___ INFORMATION PROVIDED

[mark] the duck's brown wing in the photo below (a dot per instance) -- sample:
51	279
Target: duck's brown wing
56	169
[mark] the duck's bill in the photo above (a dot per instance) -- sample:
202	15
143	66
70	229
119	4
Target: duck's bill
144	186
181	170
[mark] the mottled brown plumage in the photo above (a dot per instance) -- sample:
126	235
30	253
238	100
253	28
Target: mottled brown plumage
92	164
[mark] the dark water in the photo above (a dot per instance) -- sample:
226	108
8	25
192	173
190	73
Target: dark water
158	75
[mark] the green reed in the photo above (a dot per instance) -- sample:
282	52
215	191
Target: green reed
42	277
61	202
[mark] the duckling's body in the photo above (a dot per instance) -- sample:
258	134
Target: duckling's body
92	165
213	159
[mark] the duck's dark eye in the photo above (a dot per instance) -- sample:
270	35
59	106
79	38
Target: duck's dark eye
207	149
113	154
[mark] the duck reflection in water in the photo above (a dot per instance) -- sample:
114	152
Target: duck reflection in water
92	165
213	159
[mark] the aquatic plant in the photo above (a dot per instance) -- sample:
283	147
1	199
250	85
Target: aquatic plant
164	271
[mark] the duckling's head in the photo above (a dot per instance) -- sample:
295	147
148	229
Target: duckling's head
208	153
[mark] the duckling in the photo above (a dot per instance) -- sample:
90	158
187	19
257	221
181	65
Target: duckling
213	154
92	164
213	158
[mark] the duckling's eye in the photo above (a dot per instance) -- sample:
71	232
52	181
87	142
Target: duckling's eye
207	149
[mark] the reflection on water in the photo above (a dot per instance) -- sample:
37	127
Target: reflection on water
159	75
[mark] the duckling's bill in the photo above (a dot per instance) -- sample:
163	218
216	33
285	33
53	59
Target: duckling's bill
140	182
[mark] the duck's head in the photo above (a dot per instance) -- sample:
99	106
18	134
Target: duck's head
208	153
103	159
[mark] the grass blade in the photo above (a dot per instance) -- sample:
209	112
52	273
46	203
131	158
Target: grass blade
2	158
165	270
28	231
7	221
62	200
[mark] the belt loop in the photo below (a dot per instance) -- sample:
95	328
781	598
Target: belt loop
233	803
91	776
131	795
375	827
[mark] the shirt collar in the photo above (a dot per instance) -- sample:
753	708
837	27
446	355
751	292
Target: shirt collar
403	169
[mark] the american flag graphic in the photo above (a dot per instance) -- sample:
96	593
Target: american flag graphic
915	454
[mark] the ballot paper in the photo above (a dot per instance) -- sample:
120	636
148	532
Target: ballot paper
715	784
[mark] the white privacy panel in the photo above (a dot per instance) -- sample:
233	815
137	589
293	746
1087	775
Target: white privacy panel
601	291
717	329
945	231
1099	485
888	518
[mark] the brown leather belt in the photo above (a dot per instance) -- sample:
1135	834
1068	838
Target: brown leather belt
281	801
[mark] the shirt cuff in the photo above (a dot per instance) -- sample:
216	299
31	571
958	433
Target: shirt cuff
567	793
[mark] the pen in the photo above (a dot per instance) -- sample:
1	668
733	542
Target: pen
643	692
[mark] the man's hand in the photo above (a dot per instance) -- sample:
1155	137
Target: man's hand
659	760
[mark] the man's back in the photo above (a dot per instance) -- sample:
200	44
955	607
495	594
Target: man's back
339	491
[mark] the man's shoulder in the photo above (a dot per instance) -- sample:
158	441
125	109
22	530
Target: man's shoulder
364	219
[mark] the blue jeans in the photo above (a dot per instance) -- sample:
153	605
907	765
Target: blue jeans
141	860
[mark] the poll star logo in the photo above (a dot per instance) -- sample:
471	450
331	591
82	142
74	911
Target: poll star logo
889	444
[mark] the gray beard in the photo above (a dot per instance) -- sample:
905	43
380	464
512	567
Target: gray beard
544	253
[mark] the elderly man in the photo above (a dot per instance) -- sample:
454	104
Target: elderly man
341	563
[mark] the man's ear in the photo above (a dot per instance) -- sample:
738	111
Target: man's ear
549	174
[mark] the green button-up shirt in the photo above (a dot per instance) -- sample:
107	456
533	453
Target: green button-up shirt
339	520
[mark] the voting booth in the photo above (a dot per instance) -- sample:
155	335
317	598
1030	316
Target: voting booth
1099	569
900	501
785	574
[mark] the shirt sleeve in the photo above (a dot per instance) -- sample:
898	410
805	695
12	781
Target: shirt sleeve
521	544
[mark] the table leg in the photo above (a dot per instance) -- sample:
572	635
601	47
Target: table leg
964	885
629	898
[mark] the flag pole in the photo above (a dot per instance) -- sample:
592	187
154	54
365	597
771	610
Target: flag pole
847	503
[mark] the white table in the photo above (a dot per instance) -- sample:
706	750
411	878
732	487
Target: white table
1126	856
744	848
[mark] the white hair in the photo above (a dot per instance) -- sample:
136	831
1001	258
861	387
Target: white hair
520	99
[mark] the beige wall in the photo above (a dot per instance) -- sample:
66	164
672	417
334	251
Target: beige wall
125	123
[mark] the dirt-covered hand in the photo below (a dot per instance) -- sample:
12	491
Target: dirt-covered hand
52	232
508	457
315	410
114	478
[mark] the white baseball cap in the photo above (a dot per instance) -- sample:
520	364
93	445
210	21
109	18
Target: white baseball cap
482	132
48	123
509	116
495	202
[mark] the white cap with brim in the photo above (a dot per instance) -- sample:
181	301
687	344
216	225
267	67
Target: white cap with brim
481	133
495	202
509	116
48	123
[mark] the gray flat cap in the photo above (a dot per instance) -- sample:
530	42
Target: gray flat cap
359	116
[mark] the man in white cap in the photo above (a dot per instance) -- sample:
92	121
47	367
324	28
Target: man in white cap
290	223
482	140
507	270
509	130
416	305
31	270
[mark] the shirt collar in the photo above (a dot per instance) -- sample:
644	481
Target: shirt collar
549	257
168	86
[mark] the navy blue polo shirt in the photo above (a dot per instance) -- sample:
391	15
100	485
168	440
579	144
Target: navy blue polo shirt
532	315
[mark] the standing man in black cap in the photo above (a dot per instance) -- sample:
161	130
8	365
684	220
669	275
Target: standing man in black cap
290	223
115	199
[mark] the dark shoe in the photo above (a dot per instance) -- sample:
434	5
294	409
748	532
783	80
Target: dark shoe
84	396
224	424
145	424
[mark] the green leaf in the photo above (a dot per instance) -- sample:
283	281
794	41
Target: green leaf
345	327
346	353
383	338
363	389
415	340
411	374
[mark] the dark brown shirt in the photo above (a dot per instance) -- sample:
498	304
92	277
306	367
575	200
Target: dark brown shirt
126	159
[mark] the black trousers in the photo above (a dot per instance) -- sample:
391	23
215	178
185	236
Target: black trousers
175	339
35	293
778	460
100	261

______

[GIVEN INSTRUCTION]: Each record must be returned exactly as it is written.

[WORKED ANSWER]:
[mark] the duck's brown wing in the photo below (a dot per instance) -- sample:
51	279
Target: duck's brown wing
56	169
[mark] the duck's bill in the photo above (a dot per instance) -- sample:
202	15
143	66
70	229
119	4
Target: duck's bill
144	186
181	170
[mark] the mottled brown plumage in the photo above (a dot per instance) -- sample:
126	235
30	253
238	100
253	28
Target: mottled brown plumage
92	164
[mark] the dark water in the photo above (a dot per instance) -- sample:
226	108
8	25
192	173
190	73
Target: dark water
158	75
[mark] the green reed in the photo above (a dot per instance) -- sample:
282	52
215	191
Target: green reed
42	277
61	202
[mark] the duckling's body in the photo above (a dot per instance) -- sample:
258	134
Target: duckling's body
92	165
213	159
[mark] the duck's dark eye in the photo above (a dot per instance) -- sample:
270	35
59	106
79	38
Target: duck's dark eye
207	149
113	154
[mark] the duck reflection in water in the photo above (a dot per instance) -- sample:
114	152
Target: duck reflection in water
92	165
213	159
[mark] the aquatic plant in the photo above (a dot per instance) -- sample:
283	147
1	199
250	85
Target: aquatic plant
164	271
[mark] the duckling's head in the photo above (a dot per instance) -- sample:
295	147
148	229
Target: duckling's head
208	153
[mark] the duckling in the photo above (a dot per instance) -- sample:
90	158
187	19
257	221
181	65
Target: duckling
213	154
92	164
213	158
[mark] the duckling's eye in the photo above (a dot per instance) -- sample:
71	232
52	181
87	142
Target: duckling's eye
207	149
[mark] the reflection on water in the photo above (a dot per instance) -- sample:
37	127
Target: reflection on water
159	75
[mark] the duckling's bill in the photo above (a dot per instance) -- sample:
163	218
216	33
285	33
53	59
Target: duckling's bill
140	182
[mark] the duck's head in the photo above (a dot per instance) -- sample:
99	106
18	134
Target: duck's head
208	153
103	159
[mark] the grass blade in the photo above (a dot per instance) -- sample:
209	112
52	273
46	203
131	158
Target: grass blade
2	158
165	270
28	231
7	221
62	200
[mark] the belt loop in the photo below (a dot per instance) -- sample:
95	328
781	598
Target: belt loop
233	803
91	776
131	795
375	827
[mark] the shirt collar in the photo above (a dot per instance) -- sample:
753	708
837	27
446	355
751	292
Target: shirt collar
403	169
[mark] the american flag graphic in the photo above (a dot per instance) -- sample:
96	593
Target: american flag graphic
915	454
[mark] the ballot paper in the photo above (a dot per instance) -- sample:
120	636
148	532
Target: ballot paper
715	784
[mark] the white privacy panel in the photo above (a dot per instance) -- sample:
233	815
137	589
293	746
1087	775
Target: white privacy panel
601	291
717	329
945	231
1099	485
888	518
[mark] the brown leather belt in the photo above (a dot per instance) -- sample:
1135	834
1068	838
Target: brown leather belt
281	801
[mark] the shirt cuff in the photo above (a dot per instance) -- sample:
216	299
31	571
958	433
Target: shirt cuff
567	793
[mark] the pen in the photo above (a dot per instance) -- sample:
1	668
733	542
Target: pen
643	692
[mark] the man's hand in the photo above (a dot per instance) -- sample:
1155	137
Target: man's hand
659	760
[mark] the man's back in the photo above (a dot per instance) -- sample:
200	44
955	607
495	594
Target: man's back
339	491
[mark] the man's shoulder in the photo above (a dot per instance) -- sample:
158	441
125	109
22	530
Target: man's shoulder
364	219
[mark] the blue jeans in the photo above (a dot per instance) -- sample:
153	605
907	765
Target: blue jeans
141	860
[mark] the poll star logo in the photo above (a dot per instance) -- sample:
471	450
331	591
82	142
74	911
Target: poll star logo
889	444
[mark] the gray beard in the photo above (a dot per instance) -- sample:
905	43
380	464
512	567
Target: gray beard
544	253
[mark] the elderly man in the photo above (a dot per instance) -- sample:
454	104
Target: elderly man
341	563
[mark] the man's ear in the photo above (a dot per instance) -- sample:
738	111
Target: man's ear
549	174
[mark] the green button-up shirt in the photo above (a dot per instance) -- sample:
107	456
533	453
Target: green button-up shirt
339	520
[mark] the voting booth in the photo above (a dot per instance) -- sample:
155	335
317	598
1030	316
Target: voting booth
1099	569
900	501
785	574
[mark] the shirt sleeve in the photo above (a dot per instance) -- sample:
898	410
805	695
12	781
Target: shirt sleeve
521	544
[mark] the table leg in the photo above (a dot per instance) -- sample:
572	635
601	47
Target: table leg
964	885
629	898
[mark] the flag pole in the photo above (a dot per instance) -- sample:
592	187
154	54
365	597
771	610
Target: flag pole
847	503
[mark] the white table in the photo above (a dot per instance) -- sample:
706	750
411	878
732	487
Target: white table
1126	856
744	848
[mark] the white hair in the photo above (a dot per instance) -- sample:
136	831
1001	258
861	387
Target: white hair
520	99
[mark] the beige wall in the photo above (a dot per instance) -- sample:
66	164
672	417
334	251
Target: beige wall
125	123
[mark] the dirt-covered hand in the photo below (a dot per instance) -- sample:
12	491
Target: dirt-covered hand
52	232
508	457
315	410
114	478
[mark] the white baseball cap in the photo above (a dot per instance) -- sample:
520	364
93	445
210	21
109	18
Target: white baseball cap
482	132
48	123
509	116
495	202
[mark] the white cap with brim in the photo above (a dot per instance) -- sample:
181	301
687	344
216	225
267	67
Target: white cap with brim
481	133
495	202
509	116
48	123
[mark] the gray flat cap in the photo above (a dot per instance) -- sample:
530	42
Target: gray flat cap
359	116
[mark] the man in white cap in the photo above (a dot per instance) -- sample:
92	121
47	367
324	28
Target: man in white cap
290	223
482	140
507	270
509	130
416	305
31	270
[mark] the shirt collar in the photo above (a dot per instance) -- sample:
644	481
Target: shirt collar
549	257
168	86
[mark] the navy blue polo shirt in the photo above (a dot per instance) -- sample:
391	15
100	485
168	440
579	144
Target: navy blue polo shirt
532	315
[mark] the standing man in black cap in the photo above (a dot per instance) -- sample:
161	130
8	365
684	220
669	275
Target: standing man in black cap
290	223
115	199
[mark] the dark shoe in the photo above (a dot per instance) -- sample:
434	5
294	409
748	532
783	80
Target: dark shoe
84	396
224	424
145	424
[mark] the green leaf in the photo above (a dot per instance) -- sample:
283	281
794	41
Target: green leaf
345	327
346	353
383	338
363	389
415	340
411	374
[mark] the dark brown shirt in the photo above (a dot per instance) -- sample:
498	304
92	277
306	367
575	200
Target: dark brown shirt
126	159
[mark] the black trousers in the photo above (a dot per instance) -- sample:
391	23
215	178
185	236
Target: black trousers
175	339
35	293
778	460
100	261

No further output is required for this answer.